-- Opening Marker --
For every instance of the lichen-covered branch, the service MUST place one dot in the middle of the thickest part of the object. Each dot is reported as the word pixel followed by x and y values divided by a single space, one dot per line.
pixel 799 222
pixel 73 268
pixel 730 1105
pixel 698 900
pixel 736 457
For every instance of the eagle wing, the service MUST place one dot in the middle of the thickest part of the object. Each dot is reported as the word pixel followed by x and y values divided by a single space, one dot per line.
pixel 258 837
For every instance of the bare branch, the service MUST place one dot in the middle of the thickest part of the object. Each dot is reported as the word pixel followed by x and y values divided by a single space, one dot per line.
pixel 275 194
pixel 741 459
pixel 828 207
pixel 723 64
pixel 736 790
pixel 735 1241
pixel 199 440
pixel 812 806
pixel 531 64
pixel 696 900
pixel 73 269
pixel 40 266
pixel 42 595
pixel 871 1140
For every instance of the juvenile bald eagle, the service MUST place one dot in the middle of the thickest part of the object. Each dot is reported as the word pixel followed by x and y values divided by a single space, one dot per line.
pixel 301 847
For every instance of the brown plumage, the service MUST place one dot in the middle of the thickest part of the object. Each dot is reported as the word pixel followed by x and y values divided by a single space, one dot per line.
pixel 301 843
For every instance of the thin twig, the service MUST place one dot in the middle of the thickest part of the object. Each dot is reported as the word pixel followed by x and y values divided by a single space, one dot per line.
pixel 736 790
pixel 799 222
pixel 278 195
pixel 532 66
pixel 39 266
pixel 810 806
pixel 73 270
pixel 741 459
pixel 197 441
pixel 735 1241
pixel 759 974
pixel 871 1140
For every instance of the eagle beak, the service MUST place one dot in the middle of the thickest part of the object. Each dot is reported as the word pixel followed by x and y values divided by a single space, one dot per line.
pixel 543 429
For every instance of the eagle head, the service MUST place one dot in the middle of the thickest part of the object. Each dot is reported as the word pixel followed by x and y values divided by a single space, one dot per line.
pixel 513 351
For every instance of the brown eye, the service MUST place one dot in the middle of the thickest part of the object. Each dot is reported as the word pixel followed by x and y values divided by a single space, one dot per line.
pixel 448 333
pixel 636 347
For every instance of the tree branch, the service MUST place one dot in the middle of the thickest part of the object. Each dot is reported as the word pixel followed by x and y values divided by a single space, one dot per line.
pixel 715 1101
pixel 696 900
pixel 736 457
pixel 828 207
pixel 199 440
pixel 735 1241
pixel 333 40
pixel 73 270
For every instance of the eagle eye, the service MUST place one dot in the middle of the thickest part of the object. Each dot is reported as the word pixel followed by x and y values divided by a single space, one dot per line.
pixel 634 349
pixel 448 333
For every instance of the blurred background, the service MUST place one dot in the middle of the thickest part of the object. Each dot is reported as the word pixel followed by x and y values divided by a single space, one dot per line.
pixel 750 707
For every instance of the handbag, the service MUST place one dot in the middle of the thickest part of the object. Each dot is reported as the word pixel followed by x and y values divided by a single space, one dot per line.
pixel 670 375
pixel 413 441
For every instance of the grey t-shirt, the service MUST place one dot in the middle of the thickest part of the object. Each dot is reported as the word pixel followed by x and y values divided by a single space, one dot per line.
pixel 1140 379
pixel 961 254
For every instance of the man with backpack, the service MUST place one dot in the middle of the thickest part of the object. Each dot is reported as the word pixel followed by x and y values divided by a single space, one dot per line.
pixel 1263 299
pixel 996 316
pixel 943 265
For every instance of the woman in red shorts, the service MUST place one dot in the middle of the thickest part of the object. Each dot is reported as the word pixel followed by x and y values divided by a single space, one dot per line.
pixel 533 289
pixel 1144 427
-- Closing Marker --
▸ What you are asked to do:
From where "For every instance of the man" appears to the last line of the listing above, please write out every line exactly; leave out the rest.

▸ Solved exercise:
For every instance of the man with backpack, the service MUST place one dot in the middle of the thickest part of the object. Each dot is reported as the word pixel followed by x and y values divided by a single space, one dot per line.
pixel 1263 299
pixel 996 316
pixel 943 265
For every instance of the woman in red shorts, the service MUST place one dot in the middle of the thickest part of the object. Each dot is reported as the word pixel followed by x and y values divided by a single space, one dot per line.
pixel 533 289
pixel 1144 427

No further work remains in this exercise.